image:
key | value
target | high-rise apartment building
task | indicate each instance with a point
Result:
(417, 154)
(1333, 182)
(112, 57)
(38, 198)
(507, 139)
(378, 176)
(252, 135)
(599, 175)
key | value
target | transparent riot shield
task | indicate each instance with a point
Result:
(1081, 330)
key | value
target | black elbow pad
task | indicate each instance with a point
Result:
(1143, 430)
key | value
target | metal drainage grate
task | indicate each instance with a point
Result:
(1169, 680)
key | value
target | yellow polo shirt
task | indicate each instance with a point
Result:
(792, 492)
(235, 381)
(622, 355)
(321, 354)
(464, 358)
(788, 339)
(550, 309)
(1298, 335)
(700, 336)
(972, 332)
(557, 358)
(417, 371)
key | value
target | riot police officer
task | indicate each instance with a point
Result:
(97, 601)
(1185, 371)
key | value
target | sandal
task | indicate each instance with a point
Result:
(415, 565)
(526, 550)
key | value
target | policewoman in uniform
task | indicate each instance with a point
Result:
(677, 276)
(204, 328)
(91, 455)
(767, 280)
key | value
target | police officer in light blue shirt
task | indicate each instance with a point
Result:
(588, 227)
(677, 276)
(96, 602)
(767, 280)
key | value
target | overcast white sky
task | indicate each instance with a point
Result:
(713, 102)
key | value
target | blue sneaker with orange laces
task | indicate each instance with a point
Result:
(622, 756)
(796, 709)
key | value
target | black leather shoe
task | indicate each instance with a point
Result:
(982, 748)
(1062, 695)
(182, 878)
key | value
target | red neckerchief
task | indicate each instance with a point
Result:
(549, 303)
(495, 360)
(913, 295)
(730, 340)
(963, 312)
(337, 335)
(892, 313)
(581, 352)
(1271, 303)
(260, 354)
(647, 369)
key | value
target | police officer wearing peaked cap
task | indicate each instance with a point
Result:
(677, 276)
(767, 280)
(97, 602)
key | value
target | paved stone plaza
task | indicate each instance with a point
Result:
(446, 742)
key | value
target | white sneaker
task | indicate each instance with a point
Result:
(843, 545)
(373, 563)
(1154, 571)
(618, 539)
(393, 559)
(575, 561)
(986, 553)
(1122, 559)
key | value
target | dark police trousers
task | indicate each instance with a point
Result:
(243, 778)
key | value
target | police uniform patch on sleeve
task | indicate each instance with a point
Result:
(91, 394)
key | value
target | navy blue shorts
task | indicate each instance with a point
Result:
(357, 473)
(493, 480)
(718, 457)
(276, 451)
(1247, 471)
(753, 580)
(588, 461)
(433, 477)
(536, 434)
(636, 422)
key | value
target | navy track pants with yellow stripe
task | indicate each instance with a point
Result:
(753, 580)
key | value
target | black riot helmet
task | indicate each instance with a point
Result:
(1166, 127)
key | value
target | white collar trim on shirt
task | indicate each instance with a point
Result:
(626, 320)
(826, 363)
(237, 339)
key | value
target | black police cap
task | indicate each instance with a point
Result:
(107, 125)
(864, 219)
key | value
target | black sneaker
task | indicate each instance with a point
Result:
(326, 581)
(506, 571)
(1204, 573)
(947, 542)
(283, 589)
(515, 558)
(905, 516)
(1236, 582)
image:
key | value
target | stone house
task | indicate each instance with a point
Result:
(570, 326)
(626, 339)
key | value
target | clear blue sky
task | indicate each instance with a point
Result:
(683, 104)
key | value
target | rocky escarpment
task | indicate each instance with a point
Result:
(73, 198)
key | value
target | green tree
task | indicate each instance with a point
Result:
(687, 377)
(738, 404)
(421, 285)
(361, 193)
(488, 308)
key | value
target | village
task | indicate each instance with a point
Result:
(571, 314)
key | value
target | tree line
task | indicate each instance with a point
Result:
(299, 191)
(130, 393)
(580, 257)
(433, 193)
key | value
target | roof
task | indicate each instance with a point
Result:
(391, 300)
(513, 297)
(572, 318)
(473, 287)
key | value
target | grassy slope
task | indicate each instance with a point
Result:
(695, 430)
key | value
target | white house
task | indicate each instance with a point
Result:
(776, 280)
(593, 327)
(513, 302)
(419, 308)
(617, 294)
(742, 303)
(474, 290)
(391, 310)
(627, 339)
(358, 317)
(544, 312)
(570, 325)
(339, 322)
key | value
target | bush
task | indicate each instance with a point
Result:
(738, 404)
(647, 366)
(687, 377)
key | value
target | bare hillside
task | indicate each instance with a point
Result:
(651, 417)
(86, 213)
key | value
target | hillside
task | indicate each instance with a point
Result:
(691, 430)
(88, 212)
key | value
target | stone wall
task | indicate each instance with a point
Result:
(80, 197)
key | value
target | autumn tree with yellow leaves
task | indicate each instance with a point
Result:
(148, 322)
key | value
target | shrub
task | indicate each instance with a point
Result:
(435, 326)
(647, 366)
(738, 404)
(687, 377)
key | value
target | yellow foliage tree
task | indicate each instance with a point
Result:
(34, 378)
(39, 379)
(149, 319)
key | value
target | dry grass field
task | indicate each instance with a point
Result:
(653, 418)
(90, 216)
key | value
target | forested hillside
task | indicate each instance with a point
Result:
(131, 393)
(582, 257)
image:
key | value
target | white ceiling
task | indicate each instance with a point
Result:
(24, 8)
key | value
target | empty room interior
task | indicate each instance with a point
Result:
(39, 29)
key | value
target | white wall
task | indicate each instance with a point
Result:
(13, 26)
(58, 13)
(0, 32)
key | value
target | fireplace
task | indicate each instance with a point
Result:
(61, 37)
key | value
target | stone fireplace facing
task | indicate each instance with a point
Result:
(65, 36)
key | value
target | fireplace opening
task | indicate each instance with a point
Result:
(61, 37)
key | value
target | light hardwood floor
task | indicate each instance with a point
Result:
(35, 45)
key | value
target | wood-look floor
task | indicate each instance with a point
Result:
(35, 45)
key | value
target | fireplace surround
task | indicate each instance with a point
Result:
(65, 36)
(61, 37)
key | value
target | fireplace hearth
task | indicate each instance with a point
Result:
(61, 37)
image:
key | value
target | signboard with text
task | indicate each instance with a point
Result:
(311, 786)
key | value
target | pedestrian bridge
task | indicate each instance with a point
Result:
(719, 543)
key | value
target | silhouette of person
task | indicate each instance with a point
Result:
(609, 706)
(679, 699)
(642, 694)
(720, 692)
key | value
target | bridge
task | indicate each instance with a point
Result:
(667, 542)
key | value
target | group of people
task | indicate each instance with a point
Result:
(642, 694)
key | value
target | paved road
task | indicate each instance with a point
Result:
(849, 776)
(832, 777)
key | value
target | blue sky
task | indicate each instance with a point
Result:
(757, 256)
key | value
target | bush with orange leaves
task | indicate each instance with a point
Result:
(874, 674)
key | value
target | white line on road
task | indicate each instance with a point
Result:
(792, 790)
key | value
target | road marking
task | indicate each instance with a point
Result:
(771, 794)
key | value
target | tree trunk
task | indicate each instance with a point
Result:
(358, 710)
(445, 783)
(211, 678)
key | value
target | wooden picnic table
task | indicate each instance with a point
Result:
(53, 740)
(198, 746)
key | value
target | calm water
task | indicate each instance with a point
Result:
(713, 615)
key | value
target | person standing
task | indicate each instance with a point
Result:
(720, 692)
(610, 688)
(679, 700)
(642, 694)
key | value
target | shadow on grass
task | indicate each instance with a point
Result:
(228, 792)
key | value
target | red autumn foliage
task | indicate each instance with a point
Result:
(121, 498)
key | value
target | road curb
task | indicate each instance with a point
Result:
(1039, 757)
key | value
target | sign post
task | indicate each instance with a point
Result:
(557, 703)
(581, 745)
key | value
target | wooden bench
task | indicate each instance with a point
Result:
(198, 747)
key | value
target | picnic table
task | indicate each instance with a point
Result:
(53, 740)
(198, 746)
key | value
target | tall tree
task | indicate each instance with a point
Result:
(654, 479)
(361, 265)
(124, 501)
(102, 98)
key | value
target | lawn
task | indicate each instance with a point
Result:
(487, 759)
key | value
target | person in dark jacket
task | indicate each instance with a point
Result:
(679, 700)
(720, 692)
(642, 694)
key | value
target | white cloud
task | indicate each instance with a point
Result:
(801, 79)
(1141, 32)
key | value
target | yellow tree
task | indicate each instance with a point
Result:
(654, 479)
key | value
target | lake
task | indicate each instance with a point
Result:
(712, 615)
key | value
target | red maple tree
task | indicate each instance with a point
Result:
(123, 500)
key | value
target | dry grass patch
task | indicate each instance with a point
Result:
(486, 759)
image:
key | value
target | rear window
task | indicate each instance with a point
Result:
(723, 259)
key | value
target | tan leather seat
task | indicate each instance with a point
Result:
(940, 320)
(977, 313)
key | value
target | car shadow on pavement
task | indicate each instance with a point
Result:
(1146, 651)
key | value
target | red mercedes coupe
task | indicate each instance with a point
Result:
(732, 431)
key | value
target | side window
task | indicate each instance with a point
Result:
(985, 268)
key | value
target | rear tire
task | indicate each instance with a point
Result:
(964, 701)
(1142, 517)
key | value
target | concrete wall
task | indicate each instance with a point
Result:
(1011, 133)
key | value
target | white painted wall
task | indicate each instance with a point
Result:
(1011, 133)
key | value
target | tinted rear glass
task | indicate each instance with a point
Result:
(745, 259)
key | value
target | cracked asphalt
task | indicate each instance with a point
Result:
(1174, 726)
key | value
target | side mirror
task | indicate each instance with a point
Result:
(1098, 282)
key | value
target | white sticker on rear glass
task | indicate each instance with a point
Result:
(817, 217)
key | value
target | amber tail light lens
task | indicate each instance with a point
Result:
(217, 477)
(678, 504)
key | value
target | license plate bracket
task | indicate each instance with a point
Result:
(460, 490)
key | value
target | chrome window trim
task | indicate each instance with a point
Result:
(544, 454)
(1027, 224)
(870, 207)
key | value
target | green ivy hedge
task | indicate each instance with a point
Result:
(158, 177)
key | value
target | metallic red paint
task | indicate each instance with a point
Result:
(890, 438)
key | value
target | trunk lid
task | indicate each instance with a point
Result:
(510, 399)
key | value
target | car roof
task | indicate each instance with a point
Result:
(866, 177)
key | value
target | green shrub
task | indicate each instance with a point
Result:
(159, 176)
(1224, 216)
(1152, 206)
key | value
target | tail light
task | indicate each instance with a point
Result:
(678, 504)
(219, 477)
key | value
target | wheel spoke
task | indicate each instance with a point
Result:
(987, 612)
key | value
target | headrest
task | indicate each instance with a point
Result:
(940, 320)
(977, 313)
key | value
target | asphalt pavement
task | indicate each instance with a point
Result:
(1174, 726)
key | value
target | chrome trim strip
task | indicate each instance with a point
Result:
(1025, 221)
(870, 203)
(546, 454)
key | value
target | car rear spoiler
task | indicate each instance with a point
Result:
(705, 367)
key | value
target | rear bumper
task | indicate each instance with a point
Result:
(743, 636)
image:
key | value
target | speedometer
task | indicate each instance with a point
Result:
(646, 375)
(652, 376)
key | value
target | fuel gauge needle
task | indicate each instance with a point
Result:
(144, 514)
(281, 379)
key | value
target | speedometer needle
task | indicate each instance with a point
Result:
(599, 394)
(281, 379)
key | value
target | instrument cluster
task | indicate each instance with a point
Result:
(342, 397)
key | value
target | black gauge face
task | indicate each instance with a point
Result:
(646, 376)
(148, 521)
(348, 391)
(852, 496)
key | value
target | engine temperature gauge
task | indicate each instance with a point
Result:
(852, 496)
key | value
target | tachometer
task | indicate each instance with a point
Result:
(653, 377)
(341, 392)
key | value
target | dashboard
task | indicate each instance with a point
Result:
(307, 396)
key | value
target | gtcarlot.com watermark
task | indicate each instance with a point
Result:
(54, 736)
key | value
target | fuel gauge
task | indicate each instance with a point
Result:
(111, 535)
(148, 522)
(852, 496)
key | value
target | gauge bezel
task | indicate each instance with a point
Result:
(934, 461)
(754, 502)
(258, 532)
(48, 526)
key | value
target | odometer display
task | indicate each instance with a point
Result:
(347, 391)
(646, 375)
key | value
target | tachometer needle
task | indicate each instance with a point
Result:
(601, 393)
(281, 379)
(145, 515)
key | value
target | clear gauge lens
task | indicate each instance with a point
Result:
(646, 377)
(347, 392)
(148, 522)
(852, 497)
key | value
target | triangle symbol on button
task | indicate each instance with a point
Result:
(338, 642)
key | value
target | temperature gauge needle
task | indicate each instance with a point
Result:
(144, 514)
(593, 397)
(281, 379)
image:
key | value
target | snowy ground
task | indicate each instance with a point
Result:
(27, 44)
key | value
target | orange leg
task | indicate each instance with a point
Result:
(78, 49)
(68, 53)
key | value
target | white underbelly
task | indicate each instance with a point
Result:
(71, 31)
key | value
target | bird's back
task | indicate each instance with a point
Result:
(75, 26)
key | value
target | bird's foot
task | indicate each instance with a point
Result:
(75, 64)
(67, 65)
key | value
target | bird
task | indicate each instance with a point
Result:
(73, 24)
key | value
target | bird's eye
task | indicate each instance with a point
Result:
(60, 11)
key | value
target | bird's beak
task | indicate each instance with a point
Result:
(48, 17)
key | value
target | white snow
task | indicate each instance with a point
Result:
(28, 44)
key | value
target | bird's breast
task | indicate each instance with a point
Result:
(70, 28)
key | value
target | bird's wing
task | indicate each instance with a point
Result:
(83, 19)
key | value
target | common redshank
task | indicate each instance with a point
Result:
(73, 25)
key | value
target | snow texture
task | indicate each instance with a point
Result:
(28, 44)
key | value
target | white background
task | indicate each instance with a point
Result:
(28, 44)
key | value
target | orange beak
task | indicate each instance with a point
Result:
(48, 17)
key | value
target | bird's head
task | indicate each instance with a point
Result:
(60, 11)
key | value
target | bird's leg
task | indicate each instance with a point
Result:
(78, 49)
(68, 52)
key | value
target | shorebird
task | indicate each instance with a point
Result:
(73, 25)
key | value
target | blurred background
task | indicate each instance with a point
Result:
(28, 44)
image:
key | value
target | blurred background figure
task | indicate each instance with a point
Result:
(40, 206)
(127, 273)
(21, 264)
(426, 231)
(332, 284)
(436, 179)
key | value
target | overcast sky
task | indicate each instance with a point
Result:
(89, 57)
· · · ·
REQUIREMENTS: From the start of the listing through the line containing "(1169, 680)", swap every "target" for "object" and reproduce only those lines, leaving everything else unchanged.

ANSWER TO THIS PROBLEM:
image:
key | value
object | high-rise apartment building
task | indicate each instance with a point
Result:
(417, 154)
(1333, 182)
(112, 57)
(38, 198)
(507, 139)
(378, 176)
(252, 135)
(599, 175)
key | value
object | transparent riot shield
task | indicate each instance with a point
Result:
(1081, 330)
key | value
object | black elbow pad
task | indicate each instance with a point
Result:
(1143, 430)
key | value
object | metal drainage grate
task | indicate each instance with a point
Result:
(1169, 680)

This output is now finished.